## Vorliegender Text
────────────────────────────────────────

Zeitgeist

In der Würze liegt der Gewinn

»In vino veritas« heisst es im Lateinischen, oder zu Deutsch: »Im Wein liegt die Wahrheit«. Aber gilt das auch für Kapitalanleger? Die edlen Tropfen sind nämlich längst nicht mehr nur Genussmittel. Bereits seit vielen Jahren interessieren sich auch Börsianer für Qualitätsweine, um mit den Flaschen auf Renditejagd zu gehen.

Während auf der einen Seite der zunehmende Wohlstand rund um den Globus den Rebensaft zum Inbegriff mondäner Trinkkultur macht, finden Investoren in den Premiumweinen eine neue Anlageklasse. Rückblickend zahlte sich eine Spekulation in das alkoholische Getränk aus – zumindest langfristig. Ablesen lässt sich dies am Spitzenwein-Index Liv-Ex 100. Wie der SMI die Wertentwicklung der wichtigsten Schweizer Aktien anzeigt, misst dieses Barometer die Preisausschläge von 100 der besten Weine. Darunter sind beispielsweise »rote Bluechips« wie der französische Lafite Rothschild 2005, der italienische Sassicaia 2013 oder der spanische Vega Sicilia 2009. Alles Namen, die die Geschmacksnerven von Weinkennern pulsieren lassen. Die Preise wiederum treiben den Aderschlag der Börsianer nach oben. In den vergangenen fünf Jahren verteuerte sich der Liv-Ex 100 um ein Viertel.

Das Herz des Weins schlägt in Frankreich
Die mit Abstand dominierenden Tropfen im globalen Premiumsegment kommen aus dem Weinbaugebiet Bordeaux mit einem Marktanteil von etwas mehr als 50 Prozent. Die Region gibt auch im Liv-Ex 100-Index den Ton an. Allerdings verliert das französische Anbaugebiet seit Jahren an Dominanz. Vor zehn Jahren betrug der Anteil des Landesteils an der Atlantikküste am Weltmarkt noch 96 Prozent. Ein Grund für diese Entwicklung ist, dass sich der Fein-Wein-Markt zunehmend breiter aufstellt. Wurden 2017 erst 4.500 Weine auf dem Sekundärmarkt gehandelt, waren es 2018 bereits mehr als 5.700 unterschiedliche Tropfen. Im vergangenen Jahr setzten sich vor allem die Toskana und die Champagne, die die  Spitzenreiterrolle mit einem besonders starken Volumen- und Preiswachstum einnahmen, in Szene.

────────────────────────────────────────

## Daten zur Punktverortung in Bildern
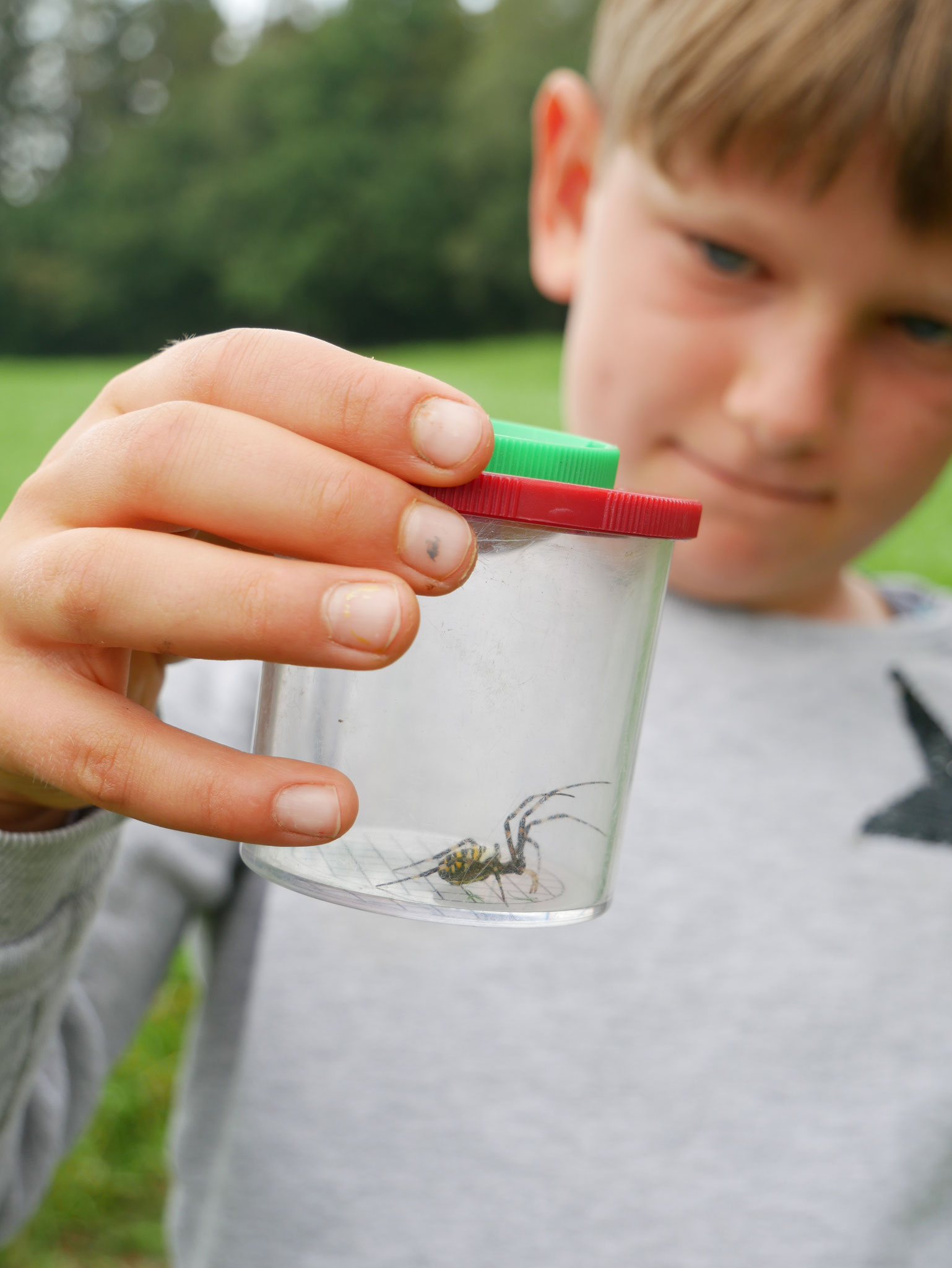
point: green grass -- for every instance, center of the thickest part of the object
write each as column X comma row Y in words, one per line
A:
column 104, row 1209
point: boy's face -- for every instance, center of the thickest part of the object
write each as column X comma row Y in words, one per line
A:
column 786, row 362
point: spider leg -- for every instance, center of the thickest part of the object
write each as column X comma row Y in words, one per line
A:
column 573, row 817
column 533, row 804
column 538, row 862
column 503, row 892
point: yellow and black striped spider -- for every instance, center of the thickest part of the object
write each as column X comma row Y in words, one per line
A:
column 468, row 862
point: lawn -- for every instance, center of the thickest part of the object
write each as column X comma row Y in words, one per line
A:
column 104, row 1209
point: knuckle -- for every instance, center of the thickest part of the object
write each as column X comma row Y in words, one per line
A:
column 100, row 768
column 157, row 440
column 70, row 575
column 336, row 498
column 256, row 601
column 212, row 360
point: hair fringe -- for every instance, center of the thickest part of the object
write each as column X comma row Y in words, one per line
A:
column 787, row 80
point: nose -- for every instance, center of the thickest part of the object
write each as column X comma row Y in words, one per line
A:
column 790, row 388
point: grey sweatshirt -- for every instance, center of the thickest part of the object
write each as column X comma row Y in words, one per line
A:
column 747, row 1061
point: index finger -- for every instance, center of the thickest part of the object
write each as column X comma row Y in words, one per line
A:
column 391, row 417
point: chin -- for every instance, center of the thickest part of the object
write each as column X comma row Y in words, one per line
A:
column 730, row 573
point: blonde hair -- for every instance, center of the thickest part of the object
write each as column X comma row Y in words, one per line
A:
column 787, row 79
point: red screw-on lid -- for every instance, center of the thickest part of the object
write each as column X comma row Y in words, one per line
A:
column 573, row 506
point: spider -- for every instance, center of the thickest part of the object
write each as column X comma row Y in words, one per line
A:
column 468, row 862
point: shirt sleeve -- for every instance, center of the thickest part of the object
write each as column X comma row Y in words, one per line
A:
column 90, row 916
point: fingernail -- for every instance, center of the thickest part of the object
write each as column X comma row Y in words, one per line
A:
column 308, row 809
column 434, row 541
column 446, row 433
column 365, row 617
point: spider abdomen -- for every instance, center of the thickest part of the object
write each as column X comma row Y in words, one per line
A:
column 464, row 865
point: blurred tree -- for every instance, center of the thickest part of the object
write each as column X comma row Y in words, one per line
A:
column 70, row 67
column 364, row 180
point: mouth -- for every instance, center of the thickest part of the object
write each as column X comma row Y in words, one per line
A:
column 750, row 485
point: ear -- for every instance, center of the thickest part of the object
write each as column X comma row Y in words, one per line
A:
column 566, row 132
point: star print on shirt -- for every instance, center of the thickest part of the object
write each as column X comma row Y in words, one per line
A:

────────────────────────────────────────

## Auszuführende Aufgabe
Gib aus dem Text über Wein als Geldanlage den Abschnitt von „In der Würze“ bis „Renditejagd zu gehen.“ wortgetreu wieder.

## Antwortfeld
In der Würze liegt der Gewinn

»In vino veritas« heisst es im Lateinischen, oder zu Deutsch: »Im Wein liegt die Wahrheit«. Aber gilt das auch für Kapitalanleger? Die edlen Tropfen sind nämlich längst nicht mehr nur Genussmittel. Bereits seit vielen Jahren interessieren sich auch Börsianer für Qualitätsweine, um mit den Flaschen auf Renditejagd zu gehen.